(Dataset entries)
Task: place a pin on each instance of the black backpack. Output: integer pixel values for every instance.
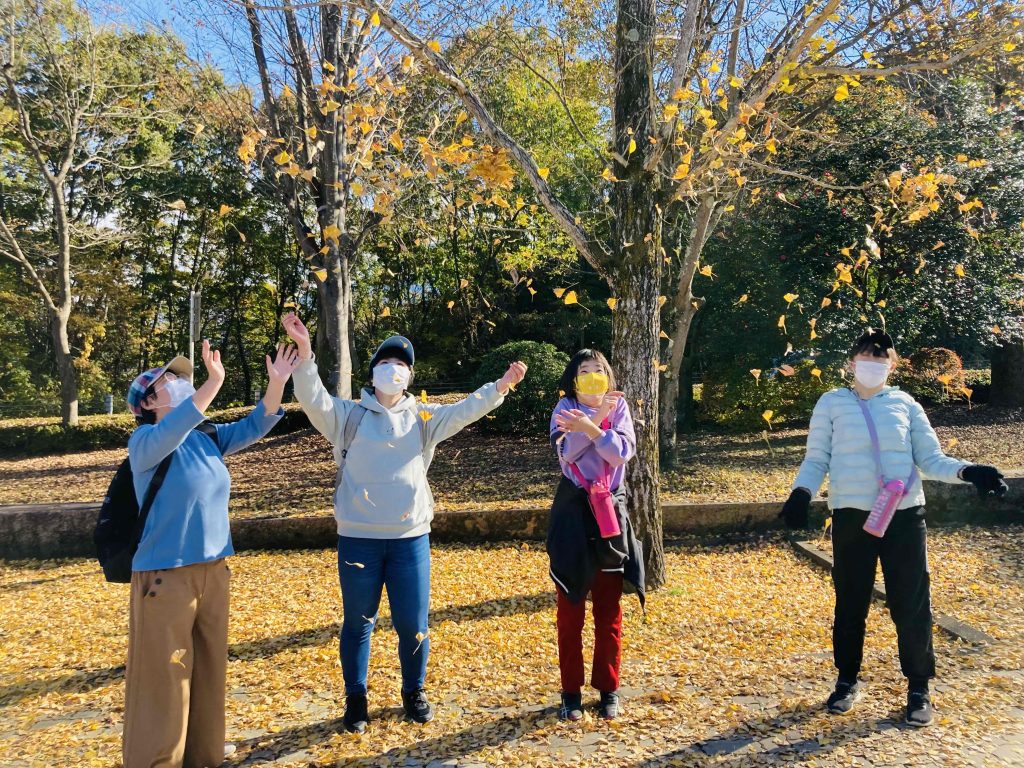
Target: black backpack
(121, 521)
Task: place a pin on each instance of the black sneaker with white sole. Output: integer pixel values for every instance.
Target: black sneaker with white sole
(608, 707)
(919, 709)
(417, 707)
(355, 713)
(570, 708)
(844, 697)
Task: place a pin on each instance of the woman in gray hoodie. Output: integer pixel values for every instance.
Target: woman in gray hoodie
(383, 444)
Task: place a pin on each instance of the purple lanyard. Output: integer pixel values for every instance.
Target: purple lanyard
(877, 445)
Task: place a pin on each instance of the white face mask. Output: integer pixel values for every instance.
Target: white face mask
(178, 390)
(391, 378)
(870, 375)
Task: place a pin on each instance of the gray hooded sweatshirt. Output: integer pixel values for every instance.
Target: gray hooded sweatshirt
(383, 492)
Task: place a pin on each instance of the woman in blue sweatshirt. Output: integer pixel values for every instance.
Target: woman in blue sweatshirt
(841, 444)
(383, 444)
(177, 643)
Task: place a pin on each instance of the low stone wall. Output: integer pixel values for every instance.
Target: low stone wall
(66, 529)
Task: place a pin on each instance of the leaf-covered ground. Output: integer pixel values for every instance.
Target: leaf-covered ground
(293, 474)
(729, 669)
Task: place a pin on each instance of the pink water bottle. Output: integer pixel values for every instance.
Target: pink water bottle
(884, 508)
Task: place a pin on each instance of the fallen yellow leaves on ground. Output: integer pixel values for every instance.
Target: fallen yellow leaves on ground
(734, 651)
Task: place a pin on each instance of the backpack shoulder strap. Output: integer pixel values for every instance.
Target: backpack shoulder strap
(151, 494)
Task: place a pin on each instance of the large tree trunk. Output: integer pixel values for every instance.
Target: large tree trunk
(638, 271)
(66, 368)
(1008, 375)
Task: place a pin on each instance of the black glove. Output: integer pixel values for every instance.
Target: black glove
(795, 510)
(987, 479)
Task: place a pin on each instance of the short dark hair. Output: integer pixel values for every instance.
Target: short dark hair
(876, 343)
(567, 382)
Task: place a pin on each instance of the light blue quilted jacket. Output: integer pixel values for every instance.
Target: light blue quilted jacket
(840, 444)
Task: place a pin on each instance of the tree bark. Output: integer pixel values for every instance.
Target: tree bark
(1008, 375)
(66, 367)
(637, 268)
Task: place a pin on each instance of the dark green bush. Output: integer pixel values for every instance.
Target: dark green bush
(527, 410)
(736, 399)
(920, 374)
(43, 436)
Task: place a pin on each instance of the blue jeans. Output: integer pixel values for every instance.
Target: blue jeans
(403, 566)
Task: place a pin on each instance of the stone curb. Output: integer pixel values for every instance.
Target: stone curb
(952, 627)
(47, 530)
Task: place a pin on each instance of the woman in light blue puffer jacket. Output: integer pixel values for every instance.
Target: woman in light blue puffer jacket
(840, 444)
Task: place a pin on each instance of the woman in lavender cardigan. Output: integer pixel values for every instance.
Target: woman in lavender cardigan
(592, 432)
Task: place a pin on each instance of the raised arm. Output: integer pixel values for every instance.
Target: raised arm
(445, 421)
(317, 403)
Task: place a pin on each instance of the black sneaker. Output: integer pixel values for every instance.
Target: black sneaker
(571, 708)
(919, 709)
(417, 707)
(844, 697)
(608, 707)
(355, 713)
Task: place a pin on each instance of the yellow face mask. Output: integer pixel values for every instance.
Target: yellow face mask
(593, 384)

[Problem description] Copy each line of the records above without change, but do not include any picture.

[Exercise output]
Task: place a pin on each instance of the black backpack. Output: integer pixel values for every instance.
Target: black backpack
(121, 521)
Task: place a pin on each instance of the black sneaker with white sole. Output: integer pixel values for every instance.
Target: black sneaker with white sole
(608, 707)
(919, 709)
(417, 707)
(355, 713)
(570, 708)
(844, 697)
Task: place a pin on each instance of the woman in gray hoodie. Output: integer pixel values for every instance.
Target: woman in gray hoodie
(383, 444)
Task: place a pin on each instance of the purple lanyard. Output: integer pixel values for every instance.
Target: purple lanyard
(877, 445)
Task: place a pin on each instance of the white face mask. Output: integer pixel values for every instance.
Target: white face mask
(178, 390)
(391, 378)
(870, 375)
Task: place a pin on each instance of the gray hooded sweatshirt. Output: integer pixel values for every instance.
Target: gray hooded sweatshirt
(383, 492)
Task: place a pin on each instance of the woman in blue sweatshirt. Output: integer pixel values for every instance.
Target: woman in blue sweatshirt
(841, 444)
(383, 444)
(177, 643)
Task: place a pin on each instance of the low stone wall. Output: integer pixel values for every instance.
Target: low stone wall
(66, 529)
Task: place a pin on each instance of the leaf-covered ground. Output: integer pixel values for every instance.
Target: leaf-covered ground
(293, 474)
(729, 669)
Task: place a pin on each instance of the pink water bottle. Output: integer pixel values for every instance.
Target: pink water bottle
(884, 508)
Task: place a pin on each instance of the fallen yellow leaves on ground. Output: integer pixel values for every instance.
Target: fallen yellow leaves on ground
(734, 651)
Task: place a pin on each instance of the backpack shoulder strap. Output: integer pixel values for every instance.
Target: backpack shoulder strap
(151, 494)
Task: place a pin on each instance of the large tree trunk. Output: integer pixel values for every instance.
Target: large tree trunk
(638, 271)
(66, 368)
(1008, 375)
Task: place a pin on each instance of the black glove. Output: integer pixel values for every instance.
Target: black glove
(795, 510)
(987, 479)
Task: place a pin on each instance of the short dark hair. Output: integer pixel values for every instance.
Target: short dark hair
(876, 343)
(567, 382)
Task: place a pin on each instance of the light blue quilted jacket. Output: integer pixel values for every instance.
Target: light blue quilted jacket
(840, 444)
Task: place a pin on each instance of the tree bark. Output: integer pixel values for every instance.
Target: tree bark
(1008, 375)
(66, 367)
(637, 268)
Task: place a pin on each instance of the dark green bush. Output: integer pixel values for every instance.
Target: dark green bush
(527, 410)
(736, 399)
(920, 374)
(43, 436)
Task: place a pin on each instance of the blue jeans. Output: integer pixel values for every instance.
Target: blue jeans
(403, 566)
Task: place a pin on each instance of the stone curb. Output: integer pixel values for every instance.
Target: stone curb
(952, 627)
(47, 530)
Task: place a pin on each instance of the woman in light blue puffer jacket. Output: integer pixel values for every instance.
Target: woman in light blue puffer jacket
(840, 444)
Task: place a pin on each instance of the woman in lavender cardigan. Output: integer pixel values for every instance.
Target: woman in lavender cardigan
(592, 432)
Task: place a pin on each instance of the raised arm. Output: integer pixel values for every instance.
Target: raised arm
(445, 421)
(317, 403)
Task: place a pin on each instance of the black sneaker. Output: integer pixel values for every instance.
Target: black sneaker
(571, 708)
(919, 709)
(417, 707)
(844, 697)
(608, 707)
(355, 713)
Task: place a pin on each instance of the yellow face mask. Output: integer pixel values for every instance.
Target: yellow face mask
(593, 384)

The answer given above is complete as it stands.